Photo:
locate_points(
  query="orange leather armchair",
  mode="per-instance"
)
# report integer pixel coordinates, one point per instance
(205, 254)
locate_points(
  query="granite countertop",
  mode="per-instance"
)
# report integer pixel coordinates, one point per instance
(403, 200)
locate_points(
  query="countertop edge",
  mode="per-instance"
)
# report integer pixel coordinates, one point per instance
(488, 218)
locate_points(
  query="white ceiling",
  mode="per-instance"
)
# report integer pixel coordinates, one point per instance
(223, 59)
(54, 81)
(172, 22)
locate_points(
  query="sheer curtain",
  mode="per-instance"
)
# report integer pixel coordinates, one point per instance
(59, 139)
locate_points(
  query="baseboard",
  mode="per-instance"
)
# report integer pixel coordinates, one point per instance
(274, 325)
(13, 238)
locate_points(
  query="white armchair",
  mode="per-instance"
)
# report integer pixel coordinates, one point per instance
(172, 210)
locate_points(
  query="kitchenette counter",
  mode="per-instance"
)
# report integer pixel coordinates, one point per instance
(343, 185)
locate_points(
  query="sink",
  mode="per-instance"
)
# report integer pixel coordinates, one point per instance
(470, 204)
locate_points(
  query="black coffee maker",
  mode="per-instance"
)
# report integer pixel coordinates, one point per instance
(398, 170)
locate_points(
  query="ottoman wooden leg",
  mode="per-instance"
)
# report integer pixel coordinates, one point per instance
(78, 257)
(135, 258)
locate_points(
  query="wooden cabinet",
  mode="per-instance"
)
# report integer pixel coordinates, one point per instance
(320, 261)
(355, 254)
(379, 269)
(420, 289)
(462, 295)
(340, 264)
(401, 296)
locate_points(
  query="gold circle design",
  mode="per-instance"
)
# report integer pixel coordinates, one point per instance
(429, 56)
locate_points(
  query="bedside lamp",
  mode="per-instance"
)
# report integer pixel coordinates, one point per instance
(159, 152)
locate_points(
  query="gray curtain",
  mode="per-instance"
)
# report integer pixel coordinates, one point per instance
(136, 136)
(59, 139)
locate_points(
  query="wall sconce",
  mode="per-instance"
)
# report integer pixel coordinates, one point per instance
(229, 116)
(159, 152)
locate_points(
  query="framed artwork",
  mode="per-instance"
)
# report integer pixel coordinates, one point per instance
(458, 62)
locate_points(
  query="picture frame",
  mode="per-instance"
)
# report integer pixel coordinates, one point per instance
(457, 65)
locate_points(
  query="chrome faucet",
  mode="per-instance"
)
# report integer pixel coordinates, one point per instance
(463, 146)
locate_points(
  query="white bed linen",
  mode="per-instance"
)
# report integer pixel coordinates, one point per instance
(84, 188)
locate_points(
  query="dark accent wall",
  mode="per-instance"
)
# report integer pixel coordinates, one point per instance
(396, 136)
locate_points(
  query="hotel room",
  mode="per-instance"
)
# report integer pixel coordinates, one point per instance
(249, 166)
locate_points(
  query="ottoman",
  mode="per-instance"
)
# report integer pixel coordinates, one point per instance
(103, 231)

****************

# WORK TO COMPLETE:
Return each line of the material in which the string "ottoman" can be found.

# EXERCISE SOLUTION:
  query="ottoman wooden leg",
  query="ottoman",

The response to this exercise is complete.